◆ **DESCRIPTION OF THE TASK**: Go through each line of the records below and count those with the word "handle"; give only the total.

»»

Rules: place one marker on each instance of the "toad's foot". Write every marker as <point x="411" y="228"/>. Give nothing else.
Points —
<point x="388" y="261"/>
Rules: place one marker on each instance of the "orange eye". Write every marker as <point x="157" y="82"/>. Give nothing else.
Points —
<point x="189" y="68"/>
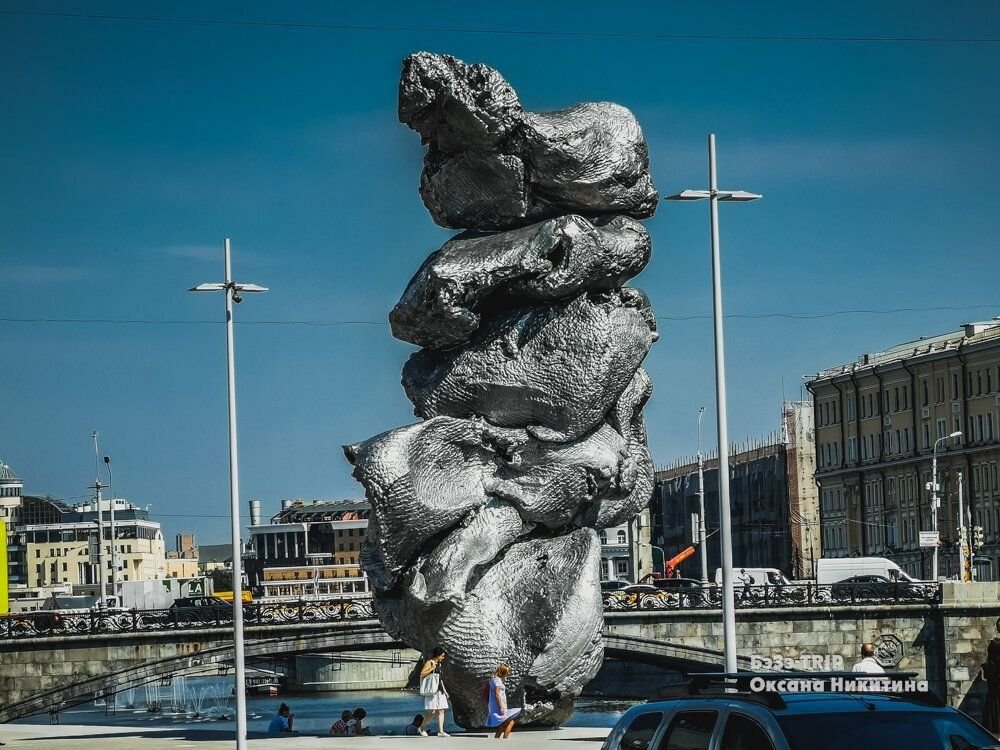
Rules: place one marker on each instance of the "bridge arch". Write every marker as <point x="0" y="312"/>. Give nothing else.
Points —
<point x="205" y="659"/>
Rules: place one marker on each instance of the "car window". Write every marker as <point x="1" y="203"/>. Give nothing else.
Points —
<point x="690" y="730"/>
<point x="640" y="732"/>
<point x="878" y="730"/>
<point x="743" y="733"/>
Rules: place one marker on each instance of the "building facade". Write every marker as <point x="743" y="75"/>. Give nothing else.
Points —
<point x="59" y="542"/>
<point x="773" y="502"/>
<point x="627" y="551"/>
<point x="878" y="421"/>
<point x="309" y="549"/>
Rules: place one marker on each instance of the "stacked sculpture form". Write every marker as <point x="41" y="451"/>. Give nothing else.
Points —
<point x="483" y="534"/>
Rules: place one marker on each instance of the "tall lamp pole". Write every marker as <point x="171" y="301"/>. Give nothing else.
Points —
<point x="715" y="195"/>
<point x="234" y="293"/>
<point x="115" y="573"/>
<point x="702" y="531"/>
<point x="935" y="499"/>
<point x="102" y="572"/>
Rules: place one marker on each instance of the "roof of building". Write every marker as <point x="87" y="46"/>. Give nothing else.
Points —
<point x="318" y="511"/>
<point x="215" y="553"/>
<point x="7" y="475"/>
<point x="969" y="334"/>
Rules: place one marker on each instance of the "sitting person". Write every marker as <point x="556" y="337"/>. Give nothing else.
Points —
<point x="339" y="728"/>
<point x="413" y="728"/>
<point x="282" y="723"/>
<point x="356" y="727"/>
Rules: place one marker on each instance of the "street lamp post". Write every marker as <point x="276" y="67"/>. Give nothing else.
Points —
<point x="714" y="195"/>
<point x="102" y="594"/>
<point x="663" y="557"/>
<point x="115" y="573"/>
<point x="234" y="294"/>
<point x="935" y="499"/>
<point x="701" y="505"/>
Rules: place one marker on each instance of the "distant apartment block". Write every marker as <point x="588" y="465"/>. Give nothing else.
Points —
<point x="308" y="549"/>
<point x="877" y="422"/>
<point x="773" y="498"/>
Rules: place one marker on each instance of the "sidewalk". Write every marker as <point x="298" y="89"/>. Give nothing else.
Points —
<point x="66" y="736"/>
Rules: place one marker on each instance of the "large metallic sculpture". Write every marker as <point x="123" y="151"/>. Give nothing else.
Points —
<point x="483" y="537"/>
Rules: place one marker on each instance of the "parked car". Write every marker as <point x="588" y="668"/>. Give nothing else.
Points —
<point x="837" y="569"/>
<point x="200" y="609"/>
<point x="873" y="587"/>
<point x="798" y="721"/>
<point x="673" y="584"/>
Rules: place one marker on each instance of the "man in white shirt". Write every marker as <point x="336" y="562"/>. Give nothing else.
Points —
<point x="868" y="664"/>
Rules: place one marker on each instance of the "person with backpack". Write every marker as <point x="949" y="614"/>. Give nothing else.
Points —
<point x="433" y="690"/>
<point x="499" y="715"/>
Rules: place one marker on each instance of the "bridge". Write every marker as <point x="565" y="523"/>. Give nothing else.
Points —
<point x="939" y="631"/>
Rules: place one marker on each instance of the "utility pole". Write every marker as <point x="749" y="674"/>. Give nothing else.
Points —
<point x="115" y="571"/>
<point x="961" y="532"/>
<point x="935" y="499"/>
<point x="702" y="532"/>
<point x="714" y="195"/>
<point x="102" y="573"/>
<point x="234" y="294"/>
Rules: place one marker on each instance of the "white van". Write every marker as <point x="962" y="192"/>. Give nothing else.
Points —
<point x="757" y="576"/>
<point x="836" y="569"/>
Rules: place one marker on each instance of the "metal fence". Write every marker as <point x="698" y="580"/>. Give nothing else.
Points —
<point x="100" y="622"/>
<point x="768" y="596"/>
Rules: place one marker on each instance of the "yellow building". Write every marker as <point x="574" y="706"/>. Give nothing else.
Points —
<point x="878" y="421"/>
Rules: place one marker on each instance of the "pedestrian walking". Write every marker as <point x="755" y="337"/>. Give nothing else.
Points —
<point x="990" y="674"/>
<point x="868" y="664"/>
<point x="282" y="723"/>
<point x="500" y="716"/>
<point x="433" y="690"/>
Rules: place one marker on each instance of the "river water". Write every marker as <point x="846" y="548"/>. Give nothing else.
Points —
<point x="207" y="699"/>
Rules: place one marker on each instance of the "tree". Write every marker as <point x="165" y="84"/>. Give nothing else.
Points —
<point x="222" y="579"/>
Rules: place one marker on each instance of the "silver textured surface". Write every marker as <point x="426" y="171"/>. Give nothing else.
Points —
<point x="555" y="369"/>
<point x="483" y="534"/>
<point x="550" y="260"/>
<point x="538" y="608"/>
<point x="492" y="165"/>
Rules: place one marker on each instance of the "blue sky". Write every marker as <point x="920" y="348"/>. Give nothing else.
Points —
<point x="129" y="149"/>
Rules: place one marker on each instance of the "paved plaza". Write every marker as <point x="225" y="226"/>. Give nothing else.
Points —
<point x="65" y="736"/>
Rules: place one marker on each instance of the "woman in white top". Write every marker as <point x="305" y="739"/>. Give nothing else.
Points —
<point x="432" y="688"/>
<point x="500" y="716"/>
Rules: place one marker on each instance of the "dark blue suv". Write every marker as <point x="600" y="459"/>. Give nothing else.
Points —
<point x="798" y="721"/>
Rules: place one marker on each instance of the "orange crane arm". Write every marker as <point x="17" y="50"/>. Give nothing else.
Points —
<point x="676" y="560"/>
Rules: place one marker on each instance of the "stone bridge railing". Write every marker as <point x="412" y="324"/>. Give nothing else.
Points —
<point x="104" y="622"/>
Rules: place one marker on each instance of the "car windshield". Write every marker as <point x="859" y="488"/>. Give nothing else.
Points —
<point x="878" y="730"/>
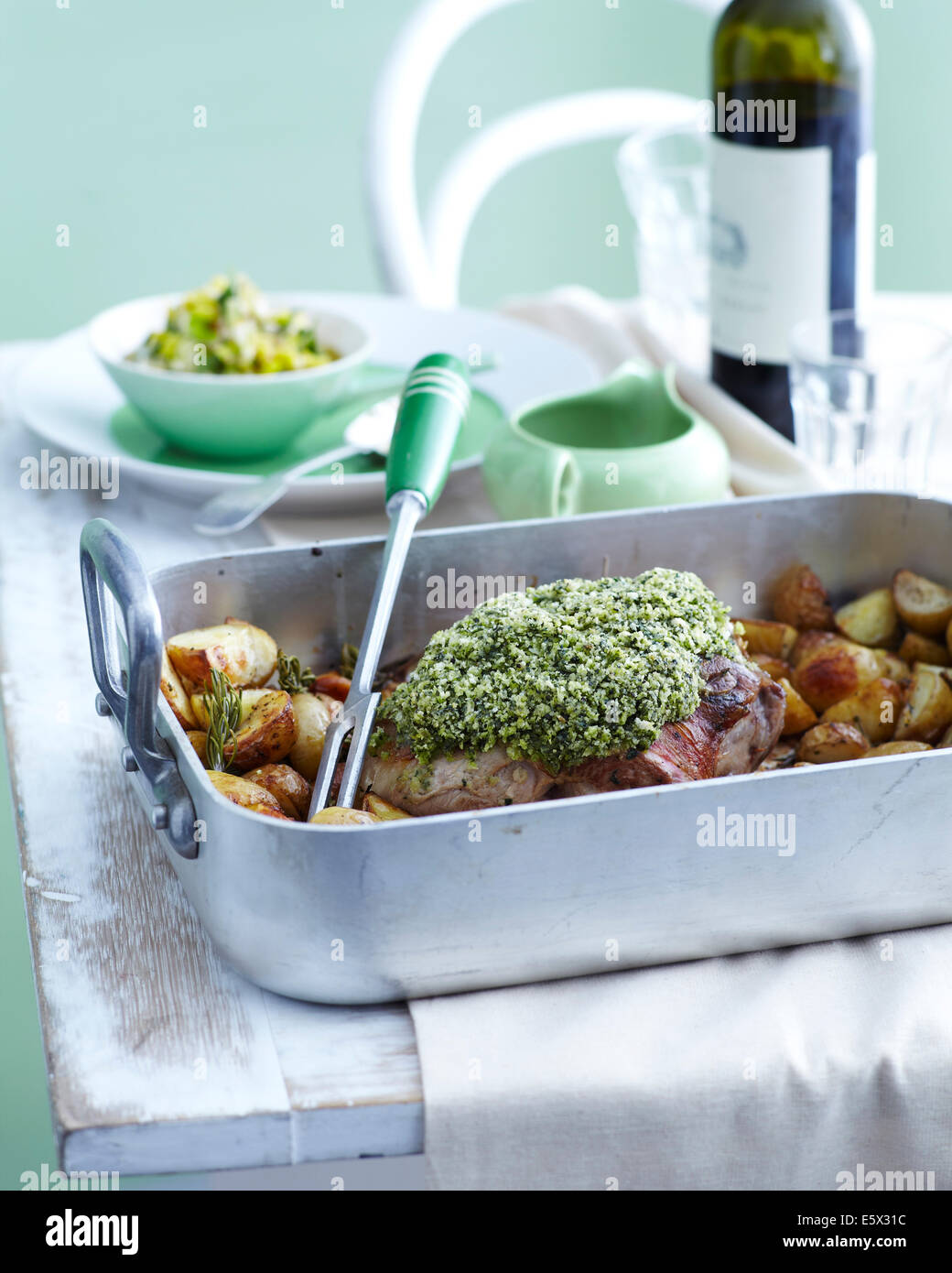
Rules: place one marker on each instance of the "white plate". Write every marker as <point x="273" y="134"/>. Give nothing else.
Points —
<point x="65" y="396"/>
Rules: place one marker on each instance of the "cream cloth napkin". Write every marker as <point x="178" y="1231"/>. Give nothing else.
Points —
<point x="762" y="461"/>
<point x="784" y="1070"/>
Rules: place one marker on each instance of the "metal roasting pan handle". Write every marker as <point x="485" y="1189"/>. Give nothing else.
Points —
<point x="111" y="570"/>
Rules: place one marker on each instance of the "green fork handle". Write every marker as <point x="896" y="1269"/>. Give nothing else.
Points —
<point x="436" y="400"/>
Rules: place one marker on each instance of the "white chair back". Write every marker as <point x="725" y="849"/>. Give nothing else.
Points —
<point x="423" y="260"/>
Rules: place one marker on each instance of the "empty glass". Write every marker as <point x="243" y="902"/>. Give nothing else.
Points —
<point x="870" y="396"/>
<point x="665" y="176"/>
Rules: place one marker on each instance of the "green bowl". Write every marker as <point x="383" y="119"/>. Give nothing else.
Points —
<point x="229" y="415"/>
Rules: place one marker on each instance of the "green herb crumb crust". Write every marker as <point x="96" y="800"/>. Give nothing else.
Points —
<point x="566" y="672"/>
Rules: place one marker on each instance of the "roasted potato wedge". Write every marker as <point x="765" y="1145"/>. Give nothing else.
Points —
<point x="287" y="786"/>
<point x="923" y="604"/>
<point x="332" y="684"/>
<point x="382" y="809"/>
<point x="333" y="816"/>
<point x="874" y="709"/>
<point x="312" y="714"/>
<point x="776" y="669"/>
<point x="266" y="734"/>
<point x="250" y="796"/>
<point x="244" y="653"/>
<point x="799" y="714"/>
<point x="892" y="668"/>
<point x="765" y="636"/>
<point x="871" y="620"/>
<point x="896" y="749"/>
<point x="916" y="648"/>
<point x="782" y="756"/>
<point x="250" y="701"/>
<point x="928" y="711"/>
<point x="801" y="600"/>
<point x="827" y="744"/>
<point x="808" y="643"/>
<point x="175" y="694"/>
<point x="834" y="671"/>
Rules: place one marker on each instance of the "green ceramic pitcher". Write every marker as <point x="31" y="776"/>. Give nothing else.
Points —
<point x="632" y="443"/>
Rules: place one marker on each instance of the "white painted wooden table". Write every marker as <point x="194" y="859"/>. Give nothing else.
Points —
<point x="159" y="1058"/>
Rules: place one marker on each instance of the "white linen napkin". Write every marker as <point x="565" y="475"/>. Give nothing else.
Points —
<point x="802" y="1068"/>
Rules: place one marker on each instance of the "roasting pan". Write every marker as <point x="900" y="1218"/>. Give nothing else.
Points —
<point x="557" y="888"/>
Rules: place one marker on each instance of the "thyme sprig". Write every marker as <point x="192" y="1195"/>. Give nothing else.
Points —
<point x="223" y="702"/>
<point x="290" y="676"/>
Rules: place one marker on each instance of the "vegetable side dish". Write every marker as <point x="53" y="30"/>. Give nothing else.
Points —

««

◆ **ANSWER FOR THIS EXERCISE**: 2